Data to use:
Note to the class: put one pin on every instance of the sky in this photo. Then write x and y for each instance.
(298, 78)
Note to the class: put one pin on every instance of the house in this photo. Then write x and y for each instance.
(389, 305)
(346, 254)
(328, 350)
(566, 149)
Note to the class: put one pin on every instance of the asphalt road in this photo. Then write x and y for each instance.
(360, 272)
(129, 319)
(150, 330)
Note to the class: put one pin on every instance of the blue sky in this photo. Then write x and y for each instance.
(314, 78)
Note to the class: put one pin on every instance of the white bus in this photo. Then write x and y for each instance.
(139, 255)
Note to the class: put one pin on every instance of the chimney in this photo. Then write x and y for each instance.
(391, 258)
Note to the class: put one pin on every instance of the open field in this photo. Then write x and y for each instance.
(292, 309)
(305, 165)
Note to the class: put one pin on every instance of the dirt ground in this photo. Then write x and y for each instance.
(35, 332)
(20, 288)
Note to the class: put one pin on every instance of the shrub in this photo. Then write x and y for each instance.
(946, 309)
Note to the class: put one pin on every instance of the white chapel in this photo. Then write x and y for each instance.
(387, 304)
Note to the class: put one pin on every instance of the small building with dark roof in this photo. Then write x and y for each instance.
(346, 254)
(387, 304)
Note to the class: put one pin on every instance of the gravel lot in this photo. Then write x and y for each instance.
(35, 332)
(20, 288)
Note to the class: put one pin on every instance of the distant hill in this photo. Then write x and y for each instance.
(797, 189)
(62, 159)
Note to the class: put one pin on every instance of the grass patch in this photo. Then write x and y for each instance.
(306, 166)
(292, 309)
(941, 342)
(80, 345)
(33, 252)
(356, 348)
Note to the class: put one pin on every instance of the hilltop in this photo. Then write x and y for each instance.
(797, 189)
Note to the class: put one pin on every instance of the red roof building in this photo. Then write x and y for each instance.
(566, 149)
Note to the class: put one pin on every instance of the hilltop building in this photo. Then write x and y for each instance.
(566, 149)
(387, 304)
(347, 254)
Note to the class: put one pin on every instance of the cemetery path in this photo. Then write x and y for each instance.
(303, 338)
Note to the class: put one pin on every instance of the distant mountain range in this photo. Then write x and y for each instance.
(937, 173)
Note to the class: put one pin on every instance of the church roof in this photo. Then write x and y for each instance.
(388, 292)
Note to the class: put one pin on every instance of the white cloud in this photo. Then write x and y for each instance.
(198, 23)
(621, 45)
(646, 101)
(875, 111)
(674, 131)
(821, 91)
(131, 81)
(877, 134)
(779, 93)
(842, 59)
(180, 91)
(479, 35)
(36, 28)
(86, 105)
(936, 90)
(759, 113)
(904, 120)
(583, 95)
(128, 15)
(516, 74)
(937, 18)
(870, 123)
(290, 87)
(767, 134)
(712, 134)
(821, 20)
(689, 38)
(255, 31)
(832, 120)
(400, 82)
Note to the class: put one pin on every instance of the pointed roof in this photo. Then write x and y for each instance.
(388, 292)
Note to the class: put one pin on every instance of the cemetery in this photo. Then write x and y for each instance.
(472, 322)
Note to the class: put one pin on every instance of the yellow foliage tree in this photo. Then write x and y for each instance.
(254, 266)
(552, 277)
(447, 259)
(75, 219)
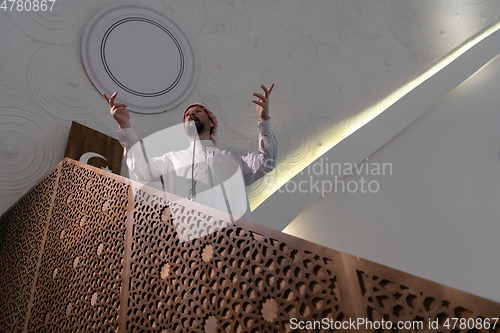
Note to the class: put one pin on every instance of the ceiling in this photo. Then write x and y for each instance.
(334, 64)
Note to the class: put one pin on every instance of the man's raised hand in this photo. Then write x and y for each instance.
(263, 103)
(118, 111)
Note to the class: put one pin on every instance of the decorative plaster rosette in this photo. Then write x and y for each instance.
(28, 147)
(226, 67)
(61, 86)
(64, 24)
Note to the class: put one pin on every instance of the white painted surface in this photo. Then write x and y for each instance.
(329, 59)
(437, 215)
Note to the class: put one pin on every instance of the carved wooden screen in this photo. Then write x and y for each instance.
(106, 256)
(89, 251)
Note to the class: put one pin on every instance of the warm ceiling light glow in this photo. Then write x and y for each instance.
(368, 114)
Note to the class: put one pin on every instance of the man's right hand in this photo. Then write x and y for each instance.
(118, 111)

Instructions for the task:
Leave images out of the retyped records; keep all else exact.

Result below:
Note to the class: put one pin on every instance of the sky in this photo. Then write x and y for each instance.
(298, 78)
Note to the class: put one pin on every instance of the house in this photo. Then write x and y for each instance.
(389, 305)
(346, 254)
(328, 350)
(566, 149)
Note to the class: put one pin on every instance of the asphalt road in this photo. Then write x and y for each instance.
(360, 272)
(129, 319)
(150, 330)
Note to the class: put one pin on every instance of the blue sky in this photo. Then write x and y for each instance.
(314, 78)
Note to the class: put one pin on every instance of the white bus in this photo. Then write x and y for each instance.
(139, 255)
Note to the class: put one pin on every instance of the chimney in this photo. Then write x and y for each instance.
(391, 258)
Note to the class: put one pin on every instance of the open field in this photo. Then write x and y for each instance.
(292, 309)
(305, 165)
Note to the class: put one pin on every instance of the dirt ground in this photo. Then write x and y for each instance.
(35, 332)
(20, 288)
Note to the class: put one pin on every instance of the shrub in this photo. Then write x and y for each instance.
(946, 309)
Note to the class: put one pin on every instance of the white chapel in this photo. Then write x and y for each instance.
(387, 304)
Note to the class: put one pin on every instance of the small building with dark roof in this photo. Then write x and y for each instance.
(346, 254)
(387, 304)
Note to the class: put one pin on every instance of the gravel lot in this photo. Then write x and y for each instance.
(35, 332)
(20, 288)
Note to the class: put one pin on every instance of the distant hill in this photo. Then write x and y for each instance.
(797, 189)
(62, 159)
Note to the class: put one pin on every instance of the grass patch in this photo. Then write x and y for each instance.
(306, 166)
(292, 309)
(941, 342)
(80, 345)
(33, 252)
(356, 348)
Note to the class: put one pin on every instance of the hilltop in this photo. Then write x and y for each instance.
(797, 189)
Note to the class: put one pin on every instance of the red roof building in this photo. Then write x and y for each instance.
(566, 149)
Note to the class: put one pin on every instance of the hilltop building in this photo. Then write x and y for each instance.
(566, 149)
(387, 304)
(347, 254)
Note to the class: put one pin on every instance of the cemetery path in this photo. Then write x and y for each instance.
(303, 338)
Note to the class: put one pin on every instance of the distant mountain range in this photo. Then write x and y for each instance.
(937, 173)
Note to the class: put one pin on every instance of the church roof in this photo. Then write x and y for each instance.
(388, 292)
Note to the class: put one pin on every instance of the white cloud in this photo. Then write x and y for each instance.
(198, 23)
(621, 45)
(646, 101)
(875, 111)
(674, 131)
(821, 91)
(131, 81)
(877, 134)
(779, 93)
(842, 59)
(180, 91)
(479, 35)
(36, 28)
(86, 105)
(936, 90)
(759, 113)
(904, 120)
(583, 95)
(128, 15)
(516, 74)
(937, 18)
(870, 123)
(290, 87)
(767, 134)
(712, 134)
(821, 20)
(689, 38)
(255, 31)
(832, 120)
(400, 82)
Note to the class: put one pin on every instance of the pointed roof in this photo. Then write x and y for each instance.
(388, 292)
Note to the class: put one pin on every instance of the cemetery in this photo. Then write x and y for each instance.
(472, 322)
Note to the class: put one pin on every instance of the yellow foliage tree in this photo. Then write x and y for each instance.
(254, 266)
(552, 277)
(447, 259)
(75, 219)
Note to the class: put one pin on every instance of the ceiling in this photo. Then write x and y for each instance.
(334, 64)
Note to the class: put one pin on every instance of the man's raised hand in this photo. Then write x and y for each instance.
(263, 103)
(118, 111)
Note to the class: put one pin on every instance of the decorative plaster rosette in this photo. Then write x and y for each instance.
(28, 147)
(226, 67)
(61, 86)
(64, 24)
Note to the class: put one pin on every instance of the white painted surface in this photo. Then write x and y for each instance.
(329, 59)
(437, 215)
Note to the class: put one pin on every instance of the carved wooden screen in this photo. Then write x and y for each instance.
(106, 256)
(89, 251)
Note to the class: put one pin on every instance of the warm ceiling light glow in this photo. Then write x and y for each instance.
(368, 114)
Note to the class: put one pin on every instance of the man's right hand in this photo. Then write x and y for each instance.
(118, 111)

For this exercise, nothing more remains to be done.